Excerpted passage section start
Despite this success, such demonstration was not performed with a practical source of water. Drought conditions in much of the US necessitate use of wastewater or seawater – drinking water cannot be spared to make new energy sources. Additionally, no contaminates were intentionally introduced into the medium. We therefore continued testing cellobiose and xylose fermentations with intentional contamination and with wastewater (Fig. 4g). Adding soil to the fermentation had no significant effect as ethanol yields reached 54%. Next, algal wastewater replaced tap water in the medium and no drop in titer was found with yields around 53%. Finally, seawater from the California coast was used as the water source. This marginally impacted production, with ethanol yields slightly falling to 50% from cellobiose and xylose in unsterilized conditions.

Discussion

Bacillus marmarensis is an extreme, obligate alkaliphile that grows from pH 7.5 to 12.5, but cannot survive in neutral conditions. Its growth rate near the optimum medium pH of 10.0, is similar to that of Escherichia coli and Bacillus subtilis at pH 7 in rich medium. Its growth in rich medium at pH 11.4 greatly outpaces those of other alkaliphilic strains. This rapid replication maintained contamination resistance in intentionally adulterated medium.

With this remarkable finding, we developed a reliable electrotransformation protocol and a series of tools for genetic overexpression. Along with optimized fermentation medium and conditions, these tools enabled engineering of B. marmarensis for high yield (65% of the theoretical maximum) and high titer (38 g/l) ethanol production from glucose.

To initially assess industrial relevance of the strain, ethanol production from other carbon sources and without sterilization was performed. Medium intentionally contaminated with different natural samples did not affect product yields or titers. Furthermore, yields of 50% of the theoretical maximum or higher were obtained from intentionally contaminated xylose and cellobiose mixtures, suggesting further engineering may drive the strain for cellulose conversion.
Excerpted passage section end
Raw data section start
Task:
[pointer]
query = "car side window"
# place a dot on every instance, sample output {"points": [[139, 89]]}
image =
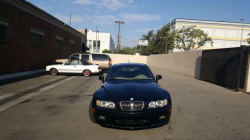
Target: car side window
{"points": [[74, 63], [67, 63], [100, 57], [85, 57], [75, 57]]}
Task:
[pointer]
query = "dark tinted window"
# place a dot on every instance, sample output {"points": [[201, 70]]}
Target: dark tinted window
{"points": [[100, 57], [130, 73], [36, 40], [75, 57], [84, 62], [58, 43], [71, 46], [85, 57]]}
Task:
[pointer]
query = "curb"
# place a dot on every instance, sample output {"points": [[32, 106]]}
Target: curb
{"points": [[14, 75]]}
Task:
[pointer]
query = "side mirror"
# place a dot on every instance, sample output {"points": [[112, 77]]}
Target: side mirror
{"points": [[101, 78], [158, 77]]}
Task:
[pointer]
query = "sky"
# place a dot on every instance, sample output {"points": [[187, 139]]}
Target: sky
{"points": [[140, 16]]}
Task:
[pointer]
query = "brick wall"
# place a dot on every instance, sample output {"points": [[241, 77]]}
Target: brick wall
{"points": [[18, 55]]}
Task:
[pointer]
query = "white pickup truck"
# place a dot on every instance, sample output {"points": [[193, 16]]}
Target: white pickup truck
{"points": [[74, 66]]}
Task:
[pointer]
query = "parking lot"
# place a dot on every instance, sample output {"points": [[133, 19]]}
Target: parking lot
{"points": [[58, 110]]}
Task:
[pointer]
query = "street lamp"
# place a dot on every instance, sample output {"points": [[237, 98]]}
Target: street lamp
{"points": [[241, 30], [166, 51]]}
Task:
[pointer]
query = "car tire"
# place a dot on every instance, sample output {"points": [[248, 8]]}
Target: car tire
{"points": [[91, 114], [53, 71], [86, 73]]}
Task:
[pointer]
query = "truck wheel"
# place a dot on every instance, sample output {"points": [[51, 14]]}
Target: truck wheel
{"points": [[86, 73], [53, 71]]}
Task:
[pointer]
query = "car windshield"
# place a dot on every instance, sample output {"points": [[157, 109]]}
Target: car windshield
{"points": [[130, 73]]}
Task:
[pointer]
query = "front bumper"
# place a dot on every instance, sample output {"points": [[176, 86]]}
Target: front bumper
{"points": [[133, 120]]}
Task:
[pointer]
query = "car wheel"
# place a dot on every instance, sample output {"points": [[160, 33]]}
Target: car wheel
{"points": [[53, 71], [91, 114], [86, 73]]}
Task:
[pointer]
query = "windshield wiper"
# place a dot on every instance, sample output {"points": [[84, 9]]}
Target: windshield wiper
{"points": [[114, 79]]}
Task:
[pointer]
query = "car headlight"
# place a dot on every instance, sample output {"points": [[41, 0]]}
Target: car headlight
{"points": [[105, 104], [159, 103]]}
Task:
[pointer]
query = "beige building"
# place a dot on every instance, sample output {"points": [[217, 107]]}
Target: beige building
{"points": [[224, 34]]}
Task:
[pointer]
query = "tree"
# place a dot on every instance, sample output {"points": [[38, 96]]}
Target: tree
{"points": [[189, 37], [106, 51], [248, 40], [150, 37]]}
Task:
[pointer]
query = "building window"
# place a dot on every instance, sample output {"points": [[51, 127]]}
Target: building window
{"points": [[2, 33], [90, 44], [59, 42], [4, 23], [36, 40], [36, 37], [71, 45]]}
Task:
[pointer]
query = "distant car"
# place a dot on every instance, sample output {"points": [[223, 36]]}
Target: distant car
{"points": [[102, 59], [74, 66], [130, 98]]}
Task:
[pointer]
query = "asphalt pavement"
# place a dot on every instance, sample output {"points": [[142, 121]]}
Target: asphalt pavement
{"points": [[201, 110]]}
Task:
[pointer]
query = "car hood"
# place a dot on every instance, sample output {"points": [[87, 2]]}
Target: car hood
{"points": [[125, 90], [54, 65]]}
Raw data section end
▸ **Task requirements**
Repeat the Bacillus marmarensis passage word for word, starting with "Bacillus marmarensis is" and going on through "intentionally adulterated medium.".

▸ **Response area**
Bacillus marmarensis is an extreme, obligate alkaliphile that grows from pH 7.5 to 12.5, but cannot survive in neutral conditions. Its growth rate near the optimum medium pH of 10.0, is similar to that of Escherichia coli and Bacillus subtilis at pH 7 in rich medium. Its growth in rich medium at pH 11.4 greatly outpaces those of other alkaliphilic strains. This rapid replication maintained contamination resistance in intentionally adulterated medium.